━━ Input material

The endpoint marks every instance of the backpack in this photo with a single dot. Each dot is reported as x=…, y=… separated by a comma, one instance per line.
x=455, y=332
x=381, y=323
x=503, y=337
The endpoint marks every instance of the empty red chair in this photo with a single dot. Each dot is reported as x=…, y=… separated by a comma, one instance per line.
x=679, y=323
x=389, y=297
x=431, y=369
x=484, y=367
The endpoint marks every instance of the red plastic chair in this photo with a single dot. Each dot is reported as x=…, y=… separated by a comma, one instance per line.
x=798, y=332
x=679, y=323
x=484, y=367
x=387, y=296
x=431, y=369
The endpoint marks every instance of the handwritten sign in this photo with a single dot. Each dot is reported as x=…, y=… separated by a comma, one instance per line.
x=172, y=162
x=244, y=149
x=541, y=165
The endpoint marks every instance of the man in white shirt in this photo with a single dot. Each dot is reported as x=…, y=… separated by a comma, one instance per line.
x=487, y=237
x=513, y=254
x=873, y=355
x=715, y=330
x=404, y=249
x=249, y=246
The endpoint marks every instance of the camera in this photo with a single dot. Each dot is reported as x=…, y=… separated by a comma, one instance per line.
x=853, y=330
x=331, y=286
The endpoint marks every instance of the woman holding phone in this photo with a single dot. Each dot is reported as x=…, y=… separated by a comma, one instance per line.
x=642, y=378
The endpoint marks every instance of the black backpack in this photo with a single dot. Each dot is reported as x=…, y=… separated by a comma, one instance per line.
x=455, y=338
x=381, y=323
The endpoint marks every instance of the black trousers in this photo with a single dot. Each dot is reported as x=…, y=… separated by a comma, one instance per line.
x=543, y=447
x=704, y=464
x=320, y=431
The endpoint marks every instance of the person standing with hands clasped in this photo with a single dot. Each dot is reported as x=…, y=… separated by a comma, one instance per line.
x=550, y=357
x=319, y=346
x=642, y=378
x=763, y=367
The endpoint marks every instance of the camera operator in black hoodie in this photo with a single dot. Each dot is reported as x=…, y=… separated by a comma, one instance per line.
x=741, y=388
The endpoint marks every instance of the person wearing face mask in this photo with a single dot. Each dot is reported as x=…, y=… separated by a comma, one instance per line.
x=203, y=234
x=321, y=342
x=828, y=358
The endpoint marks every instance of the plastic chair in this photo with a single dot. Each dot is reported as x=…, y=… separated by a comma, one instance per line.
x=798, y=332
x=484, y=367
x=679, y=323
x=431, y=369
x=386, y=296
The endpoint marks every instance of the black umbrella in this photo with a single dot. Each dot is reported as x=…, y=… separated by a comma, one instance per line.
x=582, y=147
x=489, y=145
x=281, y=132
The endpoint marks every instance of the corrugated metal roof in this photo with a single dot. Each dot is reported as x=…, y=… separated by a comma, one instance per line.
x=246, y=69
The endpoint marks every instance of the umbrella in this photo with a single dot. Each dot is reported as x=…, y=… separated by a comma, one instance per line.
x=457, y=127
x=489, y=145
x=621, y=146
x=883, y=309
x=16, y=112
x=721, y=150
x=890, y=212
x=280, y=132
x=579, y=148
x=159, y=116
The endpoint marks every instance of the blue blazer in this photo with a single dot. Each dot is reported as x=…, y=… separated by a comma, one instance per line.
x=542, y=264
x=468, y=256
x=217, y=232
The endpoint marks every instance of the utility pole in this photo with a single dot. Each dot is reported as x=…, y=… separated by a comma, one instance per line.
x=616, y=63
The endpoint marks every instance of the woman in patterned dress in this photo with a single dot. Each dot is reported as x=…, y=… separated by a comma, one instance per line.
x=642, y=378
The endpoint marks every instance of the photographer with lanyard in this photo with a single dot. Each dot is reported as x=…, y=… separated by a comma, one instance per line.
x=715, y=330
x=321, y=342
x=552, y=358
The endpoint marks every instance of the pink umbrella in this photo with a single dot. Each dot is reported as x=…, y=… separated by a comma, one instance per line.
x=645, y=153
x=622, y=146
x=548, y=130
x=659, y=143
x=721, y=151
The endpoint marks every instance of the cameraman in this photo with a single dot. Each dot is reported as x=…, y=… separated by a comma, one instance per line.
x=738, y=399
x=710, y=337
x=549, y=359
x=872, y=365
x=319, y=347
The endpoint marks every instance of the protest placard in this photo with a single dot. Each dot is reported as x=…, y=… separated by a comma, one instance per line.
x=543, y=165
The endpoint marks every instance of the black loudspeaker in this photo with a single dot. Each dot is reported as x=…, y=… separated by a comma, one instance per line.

━━━━

▶ [Exercise prompt]:
Reproduce all of the entries above with "single dot" replaced by "single marker" wherever it occurs, keeping every other part unchanged.

▶ [Response]:
The endpoint marks every instance of the backpack in this photo with a single marker. Each dot is reported as x=…, y=… separated by a comma, one instance per line.
x=455, y=332
x=381, y=323
x=503, y=337
The endpoint marks every instance of the empty red chair in this photo with a single marker. Each dot is reported as x=…, y=… separated by a comma, one instance per line.
x=679, y=323
x=389, y=297
x=431, y=369
x=484, y=367
The endpoint marks every instance of the red plastic chair in this photo with a single marker. Each dot is reported as x=…, y=… separated by a comma, one instance per line.
x=798, y=332
x=679, y=323
x=484, y=367
x=387, y=296
x=431, y=369
The endpoint marks every instance of the handwritten sign in this photo with a single marker. Each dot is reported as x=…, y=… separated by a comma, one instance per line.
x=172, y=162
x=244, y=149
x=541, y=165
The endpoint marks every instance of the man in white shirt in this photo with a single marker. Each dot is reported as x=…, y=… separated by a comma, one instance per line.
x=487, y=237
x=513, y=254
x=873, y=355
x=715, y=330
x=404, y=249
x=249, y=246
The endpoint marks every instance of the camera in this photo with a single marker. Each dot is reported as x=…, y=… separated by a comma, one instance per line.
x=853, y=330
x=331, y=286
The endpoint marks every instance of the woman holding phone in this photo with a single marker. Each dot is reported as x=…, y=… separated by a comma, one instance per line.
x=642, y=378
The endpoint marks every instance of the black backpack in this photo with a single marker. Each dot is reported as x=…, y=… separated by a comma, one instance per line.
x=455, y=338
x=381, y=323
The endpoint marks every instance of the black trousers in this photo with a single marker. Each dot is reported as x=…, y=… separated by a comma, one instance per line.
x=543, y=447
x=704, y=464
x=320, y=431
The endpoint marks every instance of the person standing with hands clasped in this photo with a single marker. Each dot is reported as x=…, y=… separated by a comma, one instance per line.
x=550, y=357
x=319, y=346
x=642, y=378
x=763, y=367
The endpoint marks every instance of the camera operator in black hoodie in this photo with a single marker. Each dot is reported as x=…, y=… separated by a comma, one instance per line.
x=741, y=388
The endpoint marks every instance of the person wearing face mask in this photo with a single marker. Each dot is reported as x=…, y=… separated by a comma, one instance per line.
x=203, y=234
x=321, y=342
x=828, y=358
The endpoint marks every instance of the plastic chair in this photo with a single marker. Each dot is reported as x=…, y=… separated by a comma, one instance per line.
x=798, y=332
x=484, y=367
x=679, y=323
x=431, y=369
x=386, y=296
The endpoint marks every instance of the black umbrella in this photo with a single marker. Each dot is reported as x=…, y=… separated by a comma, one instance per line.
x=582, y=147
x=489, y=145
x=281, y=132
The endpoint marks every instance of the corrugated metal roof in this photo with a single marker. Each dot is reported as x=…, y=… separated by a comma, one instance per line.
x=246, y=69
The endpoint marks every instance of the umbrella in this photo with a single marker. Each dot is reported as x=…, y=… separated by a comma, one instance per line.
x=457, y=127
x=489, y=145
x=621, y=146
x=883, y=309
x=16, y=112
x=721, y=150
x=890, y=212
x=280, y=132
x=579, y=148
x=159, y=116
The endpoint marks every instance of the blue blazer in this photo with a single marker. Each dot is reported as x=…, y=… separated by a comma, one instance per line.
x=542, y=264
x=468, y=256
x=217, y=232
The endpoint marks every instance of the utility pole in this photo with a single marker. Each dot is reported as x=…, y=… separated by a comma, one instance per line.
x=616, y=63
The endpoint marks every instance of the woman in patterned dress in this photo with a single marker. Each dot is reported as x=…, y=… separated by a comma, one instance per line.
x=642, y=378
The endpoint marks every instance of the photographer with lanyard in this photo with a single marker. Each dot is reported as x=…, y=… separated by a comma, one instance per line.
x=715, y=330
x=321, y=342
x=552, y=358
The endpoint marks every instance of the pink umbrella in this photo with a single marker. Each dot is reported as x=…, y=… separated by a comma, one instance per line.
x=645, y=153
x=622, y=146
x=548, y=130
x=659, y=143
x=721, y=151
The endpoint marks every instance of the cameraman in this photo with a single marker. Each dot is reported as x=…, y=… separated by a comma, one instance per line.
x=738, y=399
x=710, y=337
x=549, y=359
x=872, y=365
x=319, y=347
The endpoint marks every instance of the protest placard in this photo with a single marker. Each dot is reported as x=…, y=… separated by a comma, one instance per line.
x=543, y=165
The endpoint marks every instance of the black loudspeaker in this photo with a single marker. Each dot is reported as x=…, y=… separated by a comma, one instance per line.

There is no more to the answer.